**WORK TO BE COMPLETED**
Find each line in the records below that contains the string "mirror" and copy it out in full. Count a match only when the case is the same.

**EXTRACTED INFORMATION**
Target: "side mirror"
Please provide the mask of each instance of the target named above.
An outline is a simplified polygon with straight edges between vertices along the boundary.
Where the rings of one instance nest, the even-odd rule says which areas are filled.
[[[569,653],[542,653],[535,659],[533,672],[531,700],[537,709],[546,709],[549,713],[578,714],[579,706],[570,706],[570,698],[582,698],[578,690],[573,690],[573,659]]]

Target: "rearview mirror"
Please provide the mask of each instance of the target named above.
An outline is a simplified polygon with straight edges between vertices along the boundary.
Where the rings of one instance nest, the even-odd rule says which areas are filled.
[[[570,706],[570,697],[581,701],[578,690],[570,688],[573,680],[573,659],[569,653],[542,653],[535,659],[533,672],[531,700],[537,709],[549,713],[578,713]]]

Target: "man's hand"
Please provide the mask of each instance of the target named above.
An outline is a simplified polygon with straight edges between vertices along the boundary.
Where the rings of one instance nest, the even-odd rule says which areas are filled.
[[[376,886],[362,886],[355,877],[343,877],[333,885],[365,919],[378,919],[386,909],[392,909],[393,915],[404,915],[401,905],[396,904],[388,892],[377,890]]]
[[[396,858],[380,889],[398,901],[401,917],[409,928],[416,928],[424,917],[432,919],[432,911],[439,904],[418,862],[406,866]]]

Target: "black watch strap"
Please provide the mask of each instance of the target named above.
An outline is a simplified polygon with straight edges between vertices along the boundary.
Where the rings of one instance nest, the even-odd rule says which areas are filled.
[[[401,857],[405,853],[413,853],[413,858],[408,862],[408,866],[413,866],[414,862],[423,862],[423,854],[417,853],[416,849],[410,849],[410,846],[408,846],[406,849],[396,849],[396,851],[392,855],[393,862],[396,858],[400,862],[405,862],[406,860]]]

**SOLUTION FOR THIS EXERCISE**
Target: "side mirror"
Target: "rearview mirror"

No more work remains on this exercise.